#### EXCERPT:

Segment Open

TL;DR - they take care of the boring stuff and let us ship apps in record time!

Ruby on Rails! In 2018?! Of course :wink: I’m sure I’ll write more on this later.

Wordpress

Our website is a Wordpress website that follows the conventions and uses the theming provided by the University of Wisconsin. However it is developed and supported by our dev team. Most content updates are done by the media/communication team, student employees, or specific stakeholders.

Infrastructure

Ahha! Now we get to the fun stuff. :smirk: My job as a dev/ops admin is to help the other developers not worry about the infrastructure at all. I have to make sure the application runs the same on our server(s) as it does on their local development machine.

The infrastructure team at UW Health provides IaaS (Infrastructure as a Service) to various teams within UW Health and the UW School of Medicine. They host all of our VMs in highly reliable, distributed data-centers that are designed for maximum uptime.

Servers

All of our servers run some flavor of Linux. Most of what we’ve got deployed right now is RHEL7/CentOS7, with some CentOS6 and Ubuntu 16.04 Server boxes in the mix.

Docker

Containerize all the things! If you don’t know what Docker or containers are - you’re really missing out. We have all of our applications “dockerized.” In practice, this means we use docker-compose to build and run the application environment.

Segment Closed

#### SOURCE INFORMATION:

Segment Open

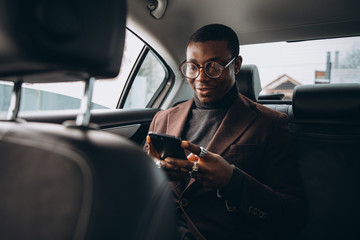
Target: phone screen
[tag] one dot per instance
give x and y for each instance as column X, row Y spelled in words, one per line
column 167, row 145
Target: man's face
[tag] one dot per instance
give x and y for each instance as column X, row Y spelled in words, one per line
column 210, row 89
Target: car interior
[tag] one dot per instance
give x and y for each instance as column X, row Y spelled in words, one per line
column 76, row 168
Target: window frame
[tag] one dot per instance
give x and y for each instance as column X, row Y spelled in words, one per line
column 164, row 88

Segment Closed

#### WORK TO BE COMPLETED:
Copy out the passage of the post about the team's tech setup from "Ahha! Now we" to "in the mix.", word for word.

#### RESULT FOR THIS TASK:
Ahha! Now we get to the fun stuff. :smirk: My job as a dev/ops admin is to help the other developers not worry about the infrastructure at all. I have to make sure the application runs the same on our server(s) as it does on their local development machine.

The infrastructure team at UW Health provides IaaS (Infrastructure as a Service) to various teams within UW Health and the UW School of Medicine. They host all of our VMs in highly reliable, distributed data-centers that are designed for maximum uptime.

Servers

All of our servers run some flavor of Linux. Most of what we’ve got deployed right now is RHEL7/CentOS7, with some CentOS6 and Ubuntu 16.04 Server boxes in the mix.